# What to produce
Give the entries again exactly as they appear, but without the images.

# Task material
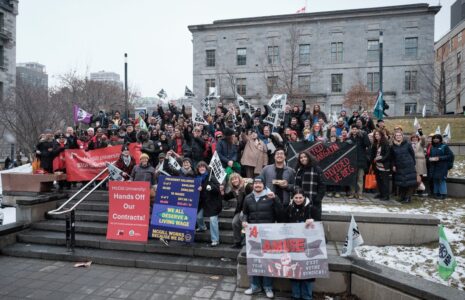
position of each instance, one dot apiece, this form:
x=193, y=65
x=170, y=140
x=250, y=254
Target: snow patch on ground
x=9, y=215
x=419, y=261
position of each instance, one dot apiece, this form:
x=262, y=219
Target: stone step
x=102, y=216
x=93, y=205
x=100, y=228
x=152, y=246
x=124, y=258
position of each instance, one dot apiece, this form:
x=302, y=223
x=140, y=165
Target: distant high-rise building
x=32, y=73
x=107, y=77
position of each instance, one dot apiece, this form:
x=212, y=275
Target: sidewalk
x=24, y=278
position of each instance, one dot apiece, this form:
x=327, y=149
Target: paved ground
x=24, y=278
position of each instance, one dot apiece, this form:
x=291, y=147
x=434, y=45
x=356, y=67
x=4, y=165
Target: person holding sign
x=299, y=211
x=210, y=203
x=261, y=206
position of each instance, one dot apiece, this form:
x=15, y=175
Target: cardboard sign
x=174, y=213
x=129, y=211
x=286, y=251
x=337, y=160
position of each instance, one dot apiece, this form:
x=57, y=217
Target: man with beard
x=261, y=206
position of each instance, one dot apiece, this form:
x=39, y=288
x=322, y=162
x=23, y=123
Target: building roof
x=319, y=16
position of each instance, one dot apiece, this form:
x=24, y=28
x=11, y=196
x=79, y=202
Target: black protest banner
x=337, y=160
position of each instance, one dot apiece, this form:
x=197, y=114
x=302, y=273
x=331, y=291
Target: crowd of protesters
x=253, y=153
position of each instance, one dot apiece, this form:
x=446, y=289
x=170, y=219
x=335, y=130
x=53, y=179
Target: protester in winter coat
x=309, y=177
x=144, y=171
x=255, y=154
x=299, y=211
x=440, y=156
x=210, y=203
x=360, y=139
x=237, y=190
x=403, y=165
x=125, y=162
x=46, y=150
x=261, y=206
x=279, y=178
x=381, y=162
x=418, y=145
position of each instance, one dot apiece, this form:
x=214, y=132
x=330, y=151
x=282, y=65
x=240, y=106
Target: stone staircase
x=46, y=240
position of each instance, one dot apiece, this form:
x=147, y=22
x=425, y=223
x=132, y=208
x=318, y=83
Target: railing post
x=73, y=230
x=68, y=232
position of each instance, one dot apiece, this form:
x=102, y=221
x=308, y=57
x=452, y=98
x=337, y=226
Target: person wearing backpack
x=441, y=160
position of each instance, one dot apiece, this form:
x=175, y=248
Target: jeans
x=200, y=221
x=214, y=227
x=237, y=228
x=440, y=186
x=302, y=289
x=260, y=281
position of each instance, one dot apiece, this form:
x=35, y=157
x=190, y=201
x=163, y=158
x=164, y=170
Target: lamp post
x=381, y=61
x=126, y=95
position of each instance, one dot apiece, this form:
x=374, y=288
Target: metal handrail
x=58, y=212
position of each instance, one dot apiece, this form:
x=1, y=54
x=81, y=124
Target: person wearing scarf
x=125, y=162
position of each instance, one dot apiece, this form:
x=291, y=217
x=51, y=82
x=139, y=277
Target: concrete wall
x=354, y=32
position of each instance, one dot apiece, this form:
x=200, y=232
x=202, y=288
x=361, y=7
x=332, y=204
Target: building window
x=373, y=50
x=337, y=52
x=273, y=55
x=241, y=86
x=272, y=84
x=304, y=84
x=241, y=54
x=410, y=81
x=410, y=108
x=373, y=81
x=336, y=83
x=411, y=47
x=304, y=54
x=208, y=84
x=211, y=59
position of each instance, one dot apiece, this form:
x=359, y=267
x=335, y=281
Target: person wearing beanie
x=125, y=162
x=261, y=206
x=440, y=159
x=210, y=202
x=144, y=171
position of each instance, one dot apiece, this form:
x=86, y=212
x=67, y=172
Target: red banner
x=129, y=211
x=84, y=165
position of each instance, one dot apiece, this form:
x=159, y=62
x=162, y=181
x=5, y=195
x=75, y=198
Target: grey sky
x=92, y=35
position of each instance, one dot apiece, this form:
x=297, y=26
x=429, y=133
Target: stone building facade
x=449, y=67
x=320, y=56
x=8, y=13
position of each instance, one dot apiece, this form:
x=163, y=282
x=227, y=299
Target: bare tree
x=359, y=96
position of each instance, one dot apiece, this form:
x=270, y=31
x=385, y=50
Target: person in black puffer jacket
x=261, y=206
x=299, y=211
x=403, y=165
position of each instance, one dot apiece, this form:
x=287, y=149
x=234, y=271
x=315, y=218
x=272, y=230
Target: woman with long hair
x=309, y=177
x=381, y=162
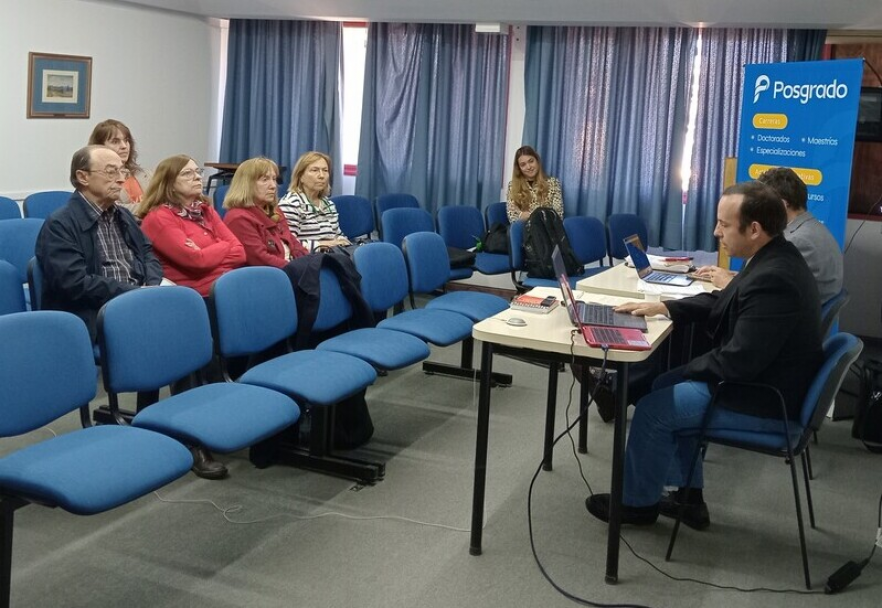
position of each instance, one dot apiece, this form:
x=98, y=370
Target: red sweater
x=262, y=237
x=191, y=254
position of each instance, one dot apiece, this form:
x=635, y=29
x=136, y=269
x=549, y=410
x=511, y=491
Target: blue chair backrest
x=587, y=237
x=428, y=264
x=253, y=308
x=356, y=215
x=497, y=213
x=383, y=273
x=11, y=294
x=334, y=308
x=621, y=226
x=9, y=209
x=35, y=284
x=151, y=337
x=516, y=245
x=46, y=369
x=40, y=205
x=840, y=351
x=461, y=226
x=18, y=239
x=395, y=201
x=398, y=223
x=218, y=199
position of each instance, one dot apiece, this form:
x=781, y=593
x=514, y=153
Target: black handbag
x=495, y=239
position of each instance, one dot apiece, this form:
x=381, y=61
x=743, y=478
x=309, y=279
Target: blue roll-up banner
x=803, y=115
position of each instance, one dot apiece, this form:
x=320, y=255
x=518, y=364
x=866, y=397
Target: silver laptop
x=644, y=268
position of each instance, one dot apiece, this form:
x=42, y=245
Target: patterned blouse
x=308, y=223
x=553, y=199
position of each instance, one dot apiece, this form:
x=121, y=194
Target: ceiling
x=822, y=14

# Task answer
position of each instance, one dot apiece, this form:
x=193, y=65
x=170, y=140
x=250, y=254
Target: snow patch on ground
x=9, y=215
x=419, y=261
position of each instance, one dot apiece, this form:
x=262, y=219
Target: stone step
x=102, y=216
x=93, y=205
x=100, y=228
x=152, y=246
x=124, y=258
position of each instance, one dot apiece, this form:
x=302, y=223
x=140, y=165
Target: distant high-rise building
x=32, y=73
x=107, y=77
position of each instance, one dot apiece, this form:
x=212, y=275
Target: sidewalk
x=24, y=278
position of each instance, one dot apiece, this form:
x=327, y=149
Target: paved ground
x=24, y=278
position of each instance, one dot apiece, this form:
x=291, y=147
x=434, y=45
x=356, y=67
x=4, y=165
Target: person holding sign
x=299, y=211
x=210, y=203
x=261, y=206
position of each instance, one dot apiece, this form:
x=15, y=175
Target: cardboard sign
x=174, y=213
x=129, y=211
x=286, y=251
x=337, y=160
position of each instance, one dot apiece, this form:
x=57, y=217
Target: man with beard
x=261, y=206
position of each instance, one dot apiece, this form:
x=39, y=288
x=322, y=162
x=23, y=123
Target: building roof
x=319, y=16
position of each instance, one dot apiece, this form:
x=24, y=28
x=11, y=196
x=79, y=202
Target: black protest banner
x=337, y=160
position of each instance, one dot apiece, this form:
x=197, y=114
x=302, y=273
x=331, y=291
Target: crowd of protesters
x=253, y=153
position of each instance, one dot apiece, this form:
x=446, y=289
x=170, y=219
x=335, y=130
x=53, y=179
Target: protester in winter coat
x=309, y=177
x=144, y=171
x=255, y=154
x=299, y=211
x=440, y=156
x=210, y=203
x=360, y=139
x=237, y=190
x=403, y=165
x=125, y=162
x=46, y=150
x=261, y=206
x=279, y=178
x=381, y=162
x=418, y=145
position of each instance, one dot apiece, this form:
x=214, y=132
x=330, y=151
x=282, y=65
x=240, y=106
Target: stone staircase
x=46, y=240
position of each instance, one dot apiece, this form:
x=147, y=22
x=425, y=223
x=132, y=208
x=318, y=83
Target: railing post
x=73, y=230
x=68, y=232
position of each instance, one dot apiece, this form:
x=102, y=221
x=308, y=57
x=452, y=98
x=337, y=226
Target: person wearing backpack
x=441, y=160
position of each instance, one dot apiece, this form:
x=175, y=248
Target: jeans
x=200, y=221
x=214, y=227
x=237, y=228
x=440, y=186
x=302, y=289
x=260, y=281
position of each instance, one dot apiece, this form:
x=35, y=157
x=190, y=201
x=163, y=158
x=164, y=170
Target: lamp post
x=381, y=61
x=126, y=95
position of each instance, one dot apiece, this form:
x=374, y=288
Target: metal handrail
x=58, y=212
position of each instance, one dot apiece, this form:
x=1, y=54
x=81, y=124
Target: person wearing scarf
x=125, y=162
position of each instance, one dot apiece, this form:
x=291, y=217
x=51, y=82
x=139, y=277
Target: concrete wall
x=354, y=32
position of each instance, one dot apiece, this form:
x=200, y=232
x=202, y=288
x=361, y=7
x=332, y=204
Target: building window
x=373, y=50
x=337, y=52
x=273, y=55
x=241, y=86
x=272, y=84
x=304, y=84
x=241, y=54
x=410, y=81
x=410, y=108
x=373, y=81
x=336, y=83
x=411, y=47
x=304, y=54
x=208, y=84
x=211, y=59
position of each instance, one dot apiece, this form:
x=359, y=267
x=335, y=281
Target: person wearing beanie
x=125, y=162
x=261, y=206
x=440, y=159
x=210, y=202
x=144, y=171
position of each instance, one dot apiece, this form:
x=86, y=212
x=67, y=172
Target: red banner
x=129, y=211
x=84, y=165
position of each instance, one dot apiece, this form:
x=159, y=62
x=162, y=181
x=5, y=195
x=75, y=198
Target: grey sky
x=92, y=35
position of each instance, one dot apiece, this form:
x=297, y=26
x=429, y=133
Target: stone building facade
x=449, y=67
x=320, y=56
x=8, y=13
position of each instance, one dot apiece, this form:
x=163, y=282
x=227, y=299
Target: bare tree
x=359, y=96
position of each instance, one dot apiece, this form:
x=270, y=31
x=385, y=50
Target: person in black puffer jacket
x=261, y=206
x=299, y=211
x=403, y=165
position of each instance, one dot apiece, this form:
x=287, y=149
x=234, y=271
x=315, y=218
x=272, y=230
Target: woman with long hair
x=309, y=177
x=381, y=162
position of each instance, one dot apiece, this form:
x=98, y=370
Target: red sweater
x=262, y=237
x=191, y=254
position of each instance, one dot apiece, this form:
x=635, y=29
x=136, y=269
x=549, y=410
x=511, y=491
Target: blue chair backrest
x=587, y=237
x=428, y=264
x=253, y=308
x=356, y=215
x=497, y=213
x=383, y=273
x=11, y=294
x=334, y=308
x=621, y=226
x=9, y=209
x=35, y=284
x=151, y=337
x=516, y=245
x=46, y=369
x=40, y=205
x=840, y=351
x=461, y=226
x=18, y=239
x=395, y=201
x=398, y=223
x=218, y=199
position of each instance, one dot apiece, this form:
x=781, y=593
x=514, y=153
Target: black handbag
x=495, y=239
position of each instance, one dot apiece, this form:
x=381, y=61
x=743, y=478
x=309, y=279
Target: blue roll-up banner
x=803, y=115
position of each instance, one dot apiece, this form:
x=320, y=255
x=518, y=364
x=866, y=397
Target: silver laptop
x=644, y=268
position of each instance, one dot apiece, this form:
x=42, y=245
Target: patterned blouse
x=308, y=223
x=553, y=199
position of each instance, one dot apiece, this form:
x=121, y=194
Target: ceiling
x=822, y=14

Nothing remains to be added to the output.